_Available records_:
◆ ◆ ◆

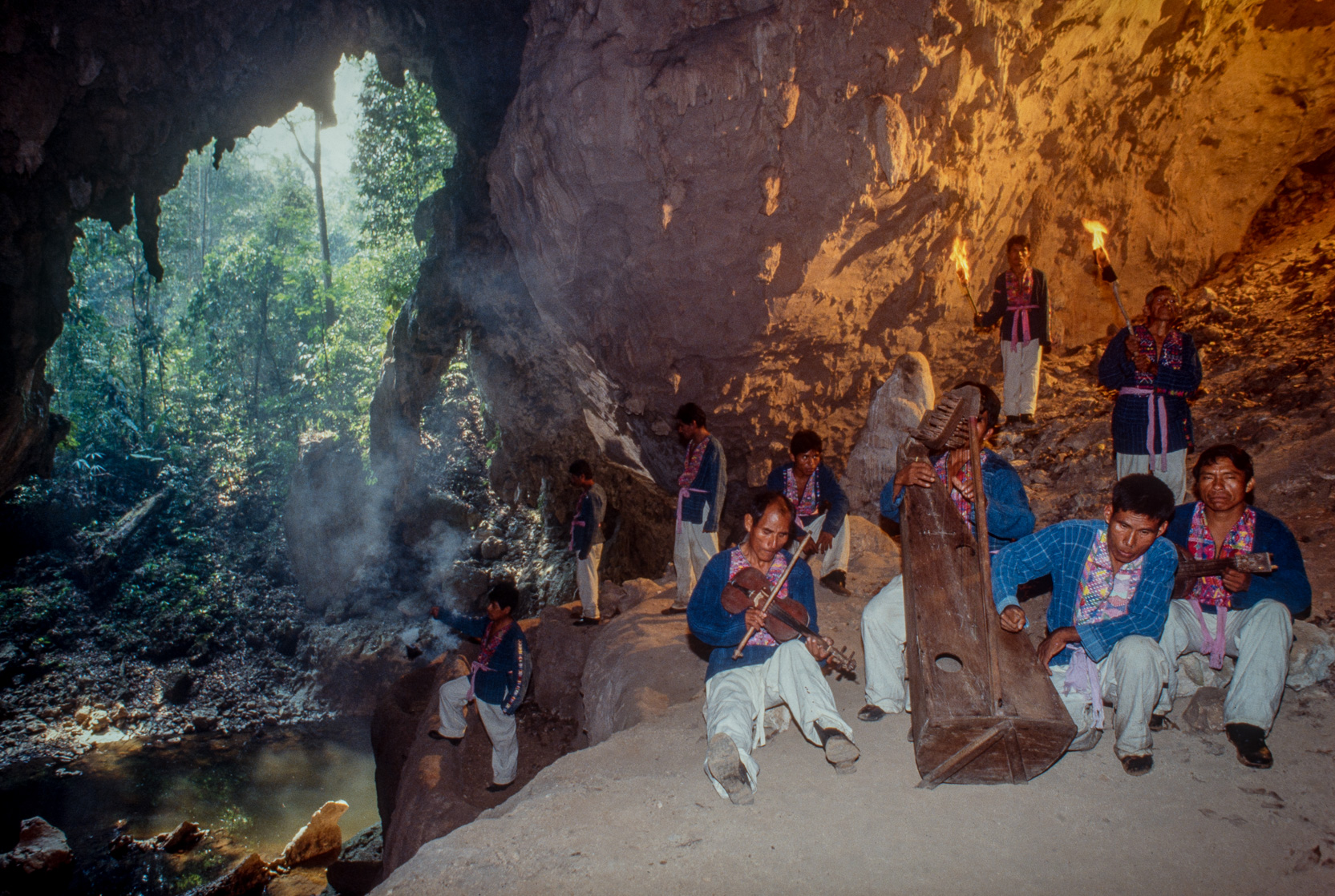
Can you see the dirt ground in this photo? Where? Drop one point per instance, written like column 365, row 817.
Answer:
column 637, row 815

◆ ◆ ◆

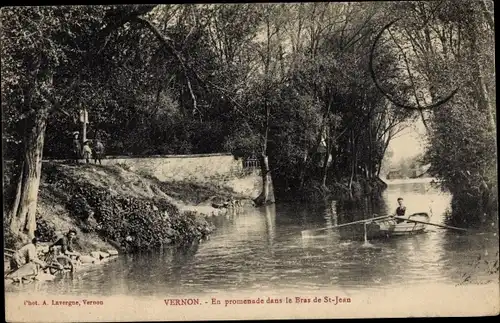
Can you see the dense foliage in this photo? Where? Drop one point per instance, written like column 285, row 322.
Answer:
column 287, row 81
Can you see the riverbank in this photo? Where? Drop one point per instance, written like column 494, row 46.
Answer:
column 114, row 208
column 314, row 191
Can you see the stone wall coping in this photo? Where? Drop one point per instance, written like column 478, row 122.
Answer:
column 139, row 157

◆ ◆ ◆

_Task statement_: Copy out the stretch of the listing from the line that contains "Can you see the riverbank" through the line that contains "column 139, row 157", word for word, including both of those lines.

_Full output_:
Can you see the riverbank in this photo? Where? Drop one point per instance, written like column 494, row 46.
Answer:
column 114, row 208
column 314, row 191
Can you see the stone wall coping in this photo? Where? Drop one point per instance, written like column 478, row 122.
Answer:
column 139, row 157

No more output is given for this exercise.